● SHORT TASK:
Give the lines below again with every "Current query" swapped for "Search phrase" and nothing else altered.

(Excerpts from a detection dataset)
>> Begin
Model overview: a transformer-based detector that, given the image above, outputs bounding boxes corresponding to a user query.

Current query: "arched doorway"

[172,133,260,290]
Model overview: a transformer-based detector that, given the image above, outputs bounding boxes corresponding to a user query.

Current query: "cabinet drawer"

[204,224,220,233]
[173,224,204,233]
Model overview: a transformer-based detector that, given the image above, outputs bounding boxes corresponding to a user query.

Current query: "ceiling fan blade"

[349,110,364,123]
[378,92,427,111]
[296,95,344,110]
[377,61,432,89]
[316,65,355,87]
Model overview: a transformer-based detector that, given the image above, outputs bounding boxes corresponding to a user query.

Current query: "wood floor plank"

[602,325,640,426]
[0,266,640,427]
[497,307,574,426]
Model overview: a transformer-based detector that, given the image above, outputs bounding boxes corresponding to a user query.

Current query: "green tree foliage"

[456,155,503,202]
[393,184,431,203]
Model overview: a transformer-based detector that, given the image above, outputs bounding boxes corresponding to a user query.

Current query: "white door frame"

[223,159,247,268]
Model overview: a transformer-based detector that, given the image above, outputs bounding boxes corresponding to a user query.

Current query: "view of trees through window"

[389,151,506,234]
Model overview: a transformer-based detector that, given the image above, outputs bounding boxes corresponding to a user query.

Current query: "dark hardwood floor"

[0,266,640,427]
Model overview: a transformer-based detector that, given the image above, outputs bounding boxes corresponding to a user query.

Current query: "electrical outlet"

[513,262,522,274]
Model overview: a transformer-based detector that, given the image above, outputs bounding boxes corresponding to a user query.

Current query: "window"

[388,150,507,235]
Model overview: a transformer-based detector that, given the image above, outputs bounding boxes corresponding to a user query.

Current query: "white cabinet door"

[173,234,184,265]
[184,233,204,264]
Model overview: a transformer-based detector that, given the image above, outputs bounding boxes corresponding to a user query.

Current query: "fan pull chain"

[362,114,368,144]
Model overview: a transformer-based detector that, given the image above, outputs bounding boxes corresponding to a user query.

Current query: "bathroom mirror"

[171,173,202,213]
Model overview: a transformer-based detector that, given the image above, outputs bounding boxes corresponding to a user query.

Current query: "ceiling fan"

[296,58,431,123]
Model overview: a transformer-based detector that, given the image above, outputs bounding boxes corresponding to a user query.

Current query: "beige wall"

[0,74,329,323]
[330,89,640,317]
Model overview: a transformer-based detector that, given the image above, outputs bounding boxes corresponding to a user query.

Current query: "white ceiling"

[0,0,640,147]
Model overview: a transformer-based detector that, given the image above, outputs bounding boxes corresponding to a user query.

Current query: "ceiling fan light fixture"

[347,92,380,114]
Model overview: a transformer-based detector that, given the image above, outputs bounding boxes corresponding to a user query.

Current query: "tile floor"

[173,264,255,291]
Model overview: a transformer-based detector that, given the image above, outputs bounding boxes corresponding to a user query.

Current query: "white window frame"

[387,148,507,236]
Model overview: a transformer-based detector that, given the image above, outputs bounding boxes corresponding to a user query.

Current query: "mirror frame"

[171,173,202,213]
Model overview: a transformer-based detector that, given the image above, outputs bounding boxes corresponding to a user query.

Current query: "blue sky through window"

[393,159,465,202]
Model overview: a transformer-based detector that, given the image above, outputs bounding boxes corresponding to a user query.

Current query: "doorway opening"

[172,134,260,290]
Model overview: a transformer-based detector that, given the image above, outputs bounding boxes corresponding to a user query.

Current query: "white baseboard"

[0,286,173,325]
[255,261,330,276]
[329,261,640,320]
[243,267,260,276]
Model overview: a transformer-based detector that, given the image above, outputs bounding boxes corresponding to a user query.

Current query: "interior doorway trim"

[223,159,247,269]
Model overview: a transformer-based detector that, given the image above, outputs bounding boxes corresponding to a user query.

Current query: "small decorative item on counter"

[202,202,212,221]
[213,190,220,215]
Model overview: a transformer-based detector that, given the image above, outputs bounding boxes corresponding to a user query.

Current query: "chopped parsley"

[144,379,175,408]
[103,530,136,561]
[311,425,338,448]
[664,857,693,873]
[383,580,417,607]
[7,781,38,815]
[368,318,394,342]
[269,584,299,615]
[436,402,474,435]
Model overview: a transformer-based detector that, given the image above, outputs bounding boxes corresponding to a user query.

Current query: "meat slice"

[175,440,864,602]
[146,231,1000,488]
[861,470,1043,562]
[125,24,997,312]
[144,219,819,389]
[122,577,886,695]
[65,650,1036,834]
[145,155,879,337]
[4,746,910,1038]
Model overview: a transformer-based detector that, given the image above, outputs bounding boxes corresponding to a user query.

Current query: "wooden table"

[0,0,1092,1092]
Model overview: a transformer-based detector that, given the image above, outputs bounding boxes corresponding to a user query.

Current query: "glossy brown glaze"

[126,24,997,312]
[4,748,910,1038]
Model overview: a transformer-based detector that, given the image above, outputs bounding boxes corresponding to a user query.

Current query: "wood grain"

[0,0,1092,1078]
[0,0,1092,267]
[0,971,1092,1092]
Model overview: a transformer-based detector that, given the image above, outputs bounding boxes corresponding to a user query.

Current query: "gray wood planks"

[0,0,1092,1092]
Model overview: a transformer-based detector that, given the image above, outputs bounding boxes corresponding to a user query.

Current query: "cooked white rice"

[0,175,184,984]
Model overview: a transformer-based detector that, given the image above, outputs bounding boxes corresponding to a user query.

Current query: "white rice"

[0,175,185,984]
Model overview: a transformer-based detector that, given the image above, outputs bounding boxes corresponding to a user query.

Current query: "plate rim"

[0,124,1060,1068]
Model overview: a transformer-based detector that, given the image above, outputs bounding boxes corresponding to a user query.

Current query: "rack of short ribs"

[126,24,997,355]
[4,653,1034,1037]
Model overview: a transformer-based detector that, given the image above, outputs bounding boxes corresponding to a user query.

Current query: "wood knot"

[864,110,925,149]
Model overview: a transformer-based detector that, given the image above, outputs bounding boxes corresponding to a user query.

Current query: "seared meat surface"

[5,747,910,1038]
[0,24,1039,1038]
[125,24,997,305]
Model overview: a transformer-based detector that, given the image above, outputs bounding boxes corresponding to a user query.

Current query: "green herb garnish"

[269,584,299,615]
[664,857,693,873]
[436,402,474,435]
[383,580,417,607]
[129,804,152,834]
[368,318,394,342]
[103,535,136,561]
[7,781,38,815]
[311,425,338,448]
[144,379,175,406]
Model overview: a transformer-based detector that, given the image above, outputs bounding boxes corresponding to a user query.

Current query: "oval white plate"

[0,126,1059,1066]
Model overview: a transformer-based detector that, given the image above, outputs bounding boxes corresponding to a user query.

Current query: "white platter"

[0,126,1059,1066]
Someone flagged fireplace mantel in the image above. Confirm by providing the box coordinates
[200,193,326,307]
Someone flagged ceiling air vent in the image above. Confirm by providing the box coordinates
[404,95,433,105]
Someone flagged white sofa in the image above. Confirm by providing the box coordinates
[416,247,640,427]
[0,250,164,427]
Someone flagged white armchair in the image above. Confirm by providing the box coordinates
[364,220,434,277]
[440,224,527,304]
>> End
● EXPECTED OUTPUT:
Model overview: a transformer-based detector that, given the image above, outputs bounding boxes corresponding to a user query.

Search phrase: "arched doorway"

[172,133,260,290]
Model overview: a transformer-based detector that, given the image above, outputs bounding boxes corresponding to a user query.

Search phrase: "cabinet drawer"

[204,224,220,233]
[173,224,204,233]
Model overview: a transformer-based detector that, given the image above, outputs bounding boxes corresponding to a user query.

Search phrase: "ceiling fan blade"

[349,110,364,123]
[378,92,427,111]
[296,95,344,110]
[377,61,432,89]
[316,65,355,87]
Model overview: a transformer-based detector that, given the image above, outputs bounding boxes corresponding to a user query.

Search phrase: "wood floor plank"

[602,325,640,426]
[0,266,640,427]
[497,307,574,426]
Model overview: a transformer-based detector that, given the image above, outputs bounding boxes corresponding to a user query.

Search phrase: "green tree foliage"

[456,155,503,202]
[393,184,431,203]
Model overview: a transformer-based detector that, given the image above, outputs bounding boxes corresponding to a user query.

Search phrase: "white door frame"

[223,159,247,268]
Model overview: a transformer-based detector that, given the image above, outputs bounding boxes corresponding to a user query.

Search phrase: "view of trees through window"

[389,151,506,234]
Model overview: a transformer-based detector that, given the image above, outputs bounding boxes corresponding to a user query.

Search phrase: "dark hardwood floor"

[0,266,640,427]
Model overview: a transformer-based detector that, given the image above, outputs bounding boxes corresponding to a user query.

Search phrase: "electrical outlet"

[513,262,522,274]
Model overview: a transformer-based detector that, given the image above, outputs bounding boxes corresponding to a user query.

Search phrase: "window"

[388,150,507,235]
Model overview: a transformer-based detector that, given the image above, outputs bounding boxes corresponding to a user query.

Search phrase: "white cabinet door"

[173,234,184,265]
[184,233,204,264]
Model overview: a transformer-based detector that, given the image above, outputs bounding boxes corresponding to a user query.

Search phrase: "fan pull chain"

[362,114,368,144]
Model overview: a transformer-based detector that, given the image above, outputs bounding boxes corresponding to a user query.

Search phrase: "bathroom mirror"

[171,173,202,213]
Model overview: a transformer-based detector that, given the image above, outputs bounding boxes corresponding to a user query.

Search phrase: "ceiling fan"

[296,58,431,123]
Model overview: a transformer-based detector that, given the image above, outputs bounding boxes corresponding to a user query.

Search phrase: "beige wall"

[0,74,329,323]
[330,89,640,317]
Model overview: a transformer-based detector that, given the image above, outputs bounding boxes corresponding to a user query.

Search phrase: "white ceiling"

[0,0,640,147]
Model overview: a transformer-based detector that, given the image above, outputs bounding boxes corresponding to a user query.

Search phrase: "ceiling fan light fixture"

[347,92,380,114]
Model overview: a transformer-based detector that, given the image above, outputs bounding boxes corresponding to a user query.

Search phrase: "tile floor"

[173,264,255,291]
Model overview: a transformer-based detector that, given the image above, outputs bounding boxes corresponding to a user query.

Search phrase: "white window frame"

[387,148,507,236]
Model overview: a transformer-based detector that, given the image above, outputs bounding boxes corresponding to a user query.

Search phrase: "mirror frame"

[171,173,202,213]
Model overview: a transformer-based detector that, given the image above, outputs bounding boxes corresponding to a user query.

Search phrase: "blue sky through window"

[393,159,465,202]
Model overview: a transformer-based detector that, given the image above, outputs bounding boxes corresponding to a user query.

Search phrase: "doorway opening"

[172,134,260,290]
Model overview: a transformer-based detector that, given the image above, outputs bounding boxes corresponding to a user query.

Search phrase: "white baseboard"

[0,286,173,325]
[255,261,330,276]
[329,261,640,320]
[243,267,260,276]
Model overview: a transformer-based detector that, given the image above, outputs bounding boxes corresponding to a user query.

Search phrase: "interior doorway trim"

[223,159,247,269]
Model overview: a transformer-based detector that, given the image above, outputs bounding boxes corresponding to a user query.

Search phrase: "small decorative item on counter"

[202,202,212,221]
[213,190,220,215]
Model overview: a transformer-based detector that, given the image above, outputs bounding boxes corresponding to a user query.

Search phrase: "chopped parsley"

[144,379,175,408]
[103,530,136,561]
[311,425,338,448]
[664,857,693,873]
[383,580,417,607]
[7,781,38,815]
[368,318,394,342]
[269,584,299,615]
[436,402,474,435]
Model overview: a transformer-based detector that, given the image above, outputs bounding boxes corresponding to a user query.

Search phrase: "meat slice"

[175,440,864,602]
[146,231,1000,488]
[861,470,1043,562]
[125,24,997,312]
[144,219,819,389]
[122,577,886,695]
[65,650,1036,834]
[145,155,879,337]
[4,746,910,1038]
Model overview: a transformer-based detector that, given the image above, outputs bounding boxes corresponding to a user query.

Search phrase: "wooden table"

[0,0,1092,1092]
Model overview: a transformer-based detector that, given the image above, outputs bounding boxes corresponding to a user query.

Search phrase: "glossy brown glaze"

[126,24,997,312]
[4,748,910,1038]
Model overview: a transformer-based detector that, given the image above, outputs bounding boxes corresponding to a user query.

Search phrase: "wood grain"

[0,0,1092,1078]
[0,0,1092,267]
[0,971,1092,1092]
Model overview: a transformer-based detector that, given the image above, outputs bounding boxes corresponding to a user query.

Search phrase: "gray wood planks"

[0,0,1092,1092]
Model overview: a transformer-based detector that, given the image above, outputs bounding boxes corresponding to a user query.

Search phrase: "cooked white rice"

[0,175,184,984]
Model overview: a transformer-based detector that, given the image above, outputs bounding boxes corresponding to a user query.

Search phrase: "white rice"

[0,175,185,984]
Model overview: a transformer-based detector that, given the image above, outputs bounding boxes corresponding to a user query.

Search phrase: "plate rim"

[0,124,1060,1068]
Model overview: a transformer-based detector that, given the image above, outputs bounding boxes corresponding to a user query.

Search phrase: "rack of short ribs"

[126,24,997,355]
[4,653,1034,1037]
Model overview: a transformer-based detector that, given the image above, outputs bounding boxes corresponding to a user query.

Search phrase: "wood knot"

[864,110,925,149]
Model overview: a transformer-based detector that, given the image above, outputs bounding boxes corresponding to a user query.

Search phrase: "seared meat surface"

[5,747,910,1038]
[0,24,1039,1038]
[125,24,997,305]
Model overview: a transformer-based detector that, given the image above, outputs bounding boxes corresponding to a user query.

Search phrase: "green herb garnish"

[269,584,299,615]
[664,857,693,873]
[436,402,474,435]
[383,580,417,607]
[129,804,152,834]
[368,318,394,342]
[103,535,136,561]
[7,781,38,815]
[311,425,338,448]
[144,379,175,406]
Model overview: a transformer-based detector that, given the image above, outputs bounding boxes corresponding to a user query.

Search phrase: "oval white plate"

[0,126,1059,1066]
Model overview: a transformer-based detector that, given the image above, outputs bounding boxes corresponding to a user query.

Search phrase: "white platter"

[0,126,1059,1066]
Someone flagged fireplace mantel in the image above. Confirm by providing the box coordinates
[200,193,326,307]
Someone flagged ceiling air vent in the image above. Confirm by providing the box coordinates
[404,95,433,105]
Someone flagged white sofa in the image above. Confirm by providing the box coordinates
[416,247,640,427]
[0,250,164,427]
Someone flagged white armchair in the image above. Confirm by providing the box coordinates
[364,220,434,277]
[440,224,527,304]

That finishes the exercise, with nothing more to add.